> _Verilen Alıntı_:
_ _ _ _ _
Yıllardır bölgedeki Türkmenleri Kürt hareketine karşı kışkırtan milliyetçi
devletten Türkmen Katliamlarına karşı bir ses bile çıkmazken Dêrika Hemko’dan
kalkıp Musul’daki Türkmenleri savunmaya giden bir devrimci damar ve dayanışma
ağı gelişmiştir o topraklarda. Rojavadaki devrim sadece Kürtlerin değil,
Süryanilerin, Arapların, Türkmenlerin ve Kürtlerin birlikte ördükleri bir yaşam
bütünlüğüdür.
Bu gün Rojava
Devriminin yaratmaya çalıştığı kadının toplumsal özne olma süreci, güzide
uygarlığımızın merkezleri olan Batı Avrupa Demokrasilerinin ‘sadece seçen ve
sadece seçilen’ eksenine sıkıştırıp bıraktıkları bir kadın demokrasisi yaklaşımının
çok ötesindedir. Tarihin en güçlü kadın dayanışmasının hayata geçtiği Rojava bu
yönüyle aynı zamanda da bir kadın devrimidir. Kadın cinayetlerini, taciz,
tecavüz, erken evlilik, çok eşlilik olmak üzere Ortadoğu topraklarında kadını
ikincil konuma iten bütün uygulamalar bizzat kadın devrimciler tarafından
engellenmektedir. Geleneksel Ortadoğu rejimlerinin, yirmi birinci yüzyılda hala
Emeviler döneminin sürekli sağa yatan iktidarcı İslam’ını refere eden ve ‘kadın
gerillaların vurduğu mücahit cennete gitmez’ diyen bir inanç skalasının ve
onların dostlarının böylesi kadın özgürlükçü bir yaşam bütünlüğünü hazmetmesi imkânsızdır.
Eğitimi,
yargıyı, ekonomiyi, cinsiyet ilişkilerini, hatta silahlı gücün devletten
topluma geçtiği Rojava Devrimi ‘daha az devlet, daha çok toplum’dan öte ‘olmayan
devlet, olan halklar’ diyalektiğini
dünya devrim tarihine çoktan hediye etmiştir. Kendi asayişini kendisi sağlayan
öz savunma birlikleri askeri şiddetin merkezi iktidar tarafından tekelleşmesini
engelleyen ve halkın üzerinde baskı kuran örgütlü bir şiddeti devre dışı
bırakmaktadır. Bütün bu bağlamda Rojava Devrimi ve Kantonlar Demokrasisi devlet
denilen ideolojik aygıtın hızla çözüldüğü bir halklar devrimidir.
_ _ _ _ _
> _Listelenen Kayıtlar_:

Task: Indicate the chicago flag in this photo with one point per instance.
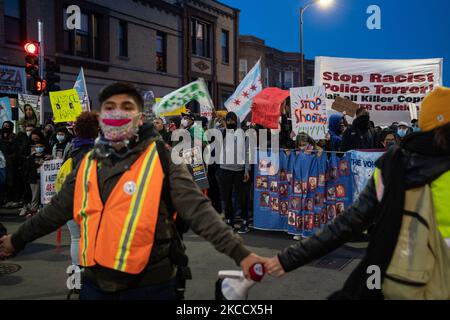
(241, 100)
_ _ _ _ _
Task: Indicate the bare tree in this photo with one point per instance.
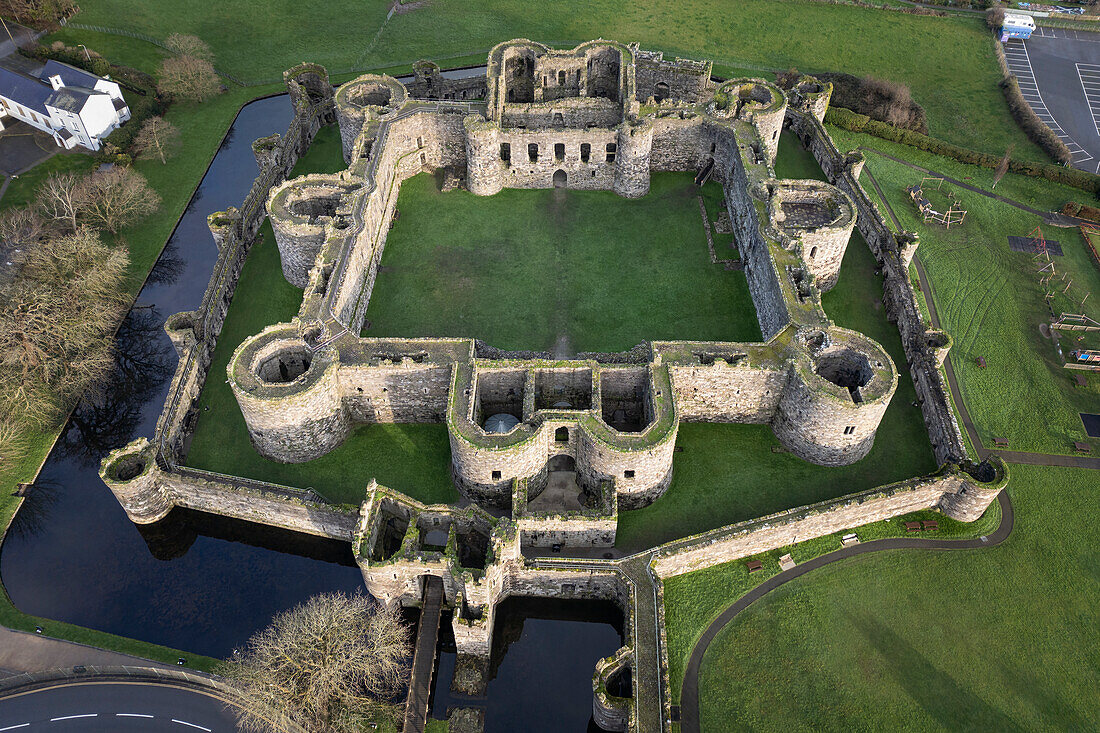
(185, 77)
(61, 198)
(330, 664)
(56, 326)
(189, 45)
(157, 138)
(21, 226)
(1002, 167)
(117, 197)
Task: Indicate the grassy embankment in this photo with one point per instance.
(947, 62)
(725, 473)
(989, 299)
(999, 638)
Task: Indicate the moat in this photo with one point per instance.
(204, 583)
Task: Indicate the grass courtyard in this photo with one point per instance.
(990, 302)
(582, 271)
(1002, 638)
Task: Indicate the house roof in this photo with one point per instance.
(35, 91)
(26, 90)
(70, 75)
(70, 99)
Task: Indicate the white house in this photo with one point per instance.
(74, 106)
_ _ _ _ _
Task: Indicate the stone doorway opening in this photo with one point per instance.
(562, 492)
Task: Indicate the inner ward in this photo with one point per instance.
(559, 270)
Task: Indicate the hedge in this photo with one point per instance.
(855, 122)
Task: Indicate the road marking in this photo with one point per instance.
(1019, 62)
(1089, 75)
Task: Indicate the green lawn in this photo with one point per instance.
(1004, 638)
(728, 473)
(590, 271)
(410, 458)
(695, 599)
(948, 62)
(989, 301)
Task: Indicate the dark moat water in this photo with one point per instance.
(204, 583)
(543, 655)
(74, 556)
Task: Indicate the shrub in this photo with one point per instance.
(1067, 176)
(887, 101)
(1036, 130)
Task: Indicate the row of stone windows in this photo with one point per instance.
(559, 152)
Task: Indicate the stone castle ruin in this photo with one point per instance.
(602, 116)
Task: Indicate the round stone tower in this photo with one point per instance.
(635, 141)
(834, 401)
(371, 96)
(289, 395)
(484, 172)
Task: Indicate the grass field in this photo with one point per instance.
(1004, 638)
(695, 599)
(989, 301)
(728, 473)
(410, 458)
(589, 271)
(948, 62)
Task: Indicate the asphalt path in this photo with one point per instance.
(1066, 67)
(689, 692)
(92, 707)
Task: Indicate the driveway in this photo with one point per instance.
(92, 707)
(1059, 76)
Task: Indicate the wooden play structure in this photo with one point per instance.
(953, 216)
_ _ _ _ _
> _İstenenler_:
• 1. Alıntıda "Bu gün Rojava" ifadesinden başlayıp "bütünlüğünü hazmetmesi imkânsızdır." ifadesine kadar uzanan bölümün tamamını hiçbir değişiklik yapmadan yazıya geçiriniz.
• 2. Listede "house" sözcüğünü içeren satırların hepsini belirleyerek aynen aktarınız. Büyük ve küçük harf ayrımı gözetilmelidir.
Alıntı ile liste birbirinden farklı kaynaklardan alınmıştır.

> _Alıştırma Sonuçları_:
• 1.
Bu gün Rojava
Devriminin yaratmaya çalıştığı kadının toplumsal özne olma süreci, güzide
uygarlığımızın merkezleri olan Batı Avrupa Demokrasilerinin ‘sadece seçen ve
sadece seçilen’ eksenine sıkıştırıp bıraktıkları bir kadın demokrasisi yaklaşımının
çok ötesindedir. Tarihin en güçlü kadın dayanışmasının hayata geçtiği Rojava bu
yönüyle aynı zamanda da bir kadın devrimidir. Kadın cinayetlerini, taciz,
tecavüz, erken evlilik, çok eşlilik olmak üzere Ortadoğu topraklarında kadını
ikincil konuma iten bütün uygulamalar bizzat kadın devrimciler tarafından
engellenmektedir. Geleneksel Ortadoğu rejimlerinin, yirmi birinci yüzyılda hala
Emeviler döneminin sürekli sağa yatan iktidarcı İslam’ını refere eden ve ‘kadın
gerillaların vurduğu mücahit cennete gitmez’ diyen bir inanç skalasının ve
onların dostlarının böylesi kadın özgürlükçü bir yaşam bütünlüğünü hazmetmesi imkânsızdır.

• 2.
Task: Indicate the house roof in this photo with one point per instance.
Task: Indicate the white house in this photo with one point per instance.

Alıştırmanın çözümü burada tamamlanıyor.